The story is fairly simple. An amiable French caricature, Thierry Guetta, obsessively films a new and growing generation of street artists. Eventually the camera turns on him and the film becomes a document of his bombastic and derivative entry into the art world. It's very funny. Guetta, or 'Mr BrainWash' as he styles himself once he becomes an artist, is a classic comic creation. He has the lack of self awareness that makes for great mockumentary characters, the film becomes "Inspector Clouseau meets Spinal Tap with a spray can". Of course the 'is he, isn't he?' question is the viral heart of the film. Mister Brainwash looks very much like a comic creation, his history seems to coincide with that of the production of the film. He is both its subject an its creation and the ambiguity around whether this is a real documentary of not can only be good for box-office.

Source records
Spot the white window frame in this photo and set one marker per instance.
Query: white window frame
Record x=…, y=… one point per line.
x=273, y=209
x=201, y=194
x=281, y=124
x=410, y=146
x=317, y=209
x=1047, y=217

◆ **Activity list**
1. In the passage, what name does Thierry Guetta give himself once he becomes an artist?
2. Summarize the passage in two sentences.

◆ **Answers to the tasks**
1. Mr BrainWash

2. The film follows Thierry Guetta, an amiable Frenchman who obsessively films a new generation of street artists until the camera turns on him and records his bombastic, derivative entry into the art world. It is very funny, and its viral heart is the question of whether Guetta, who looks very much like a comic creation, is real.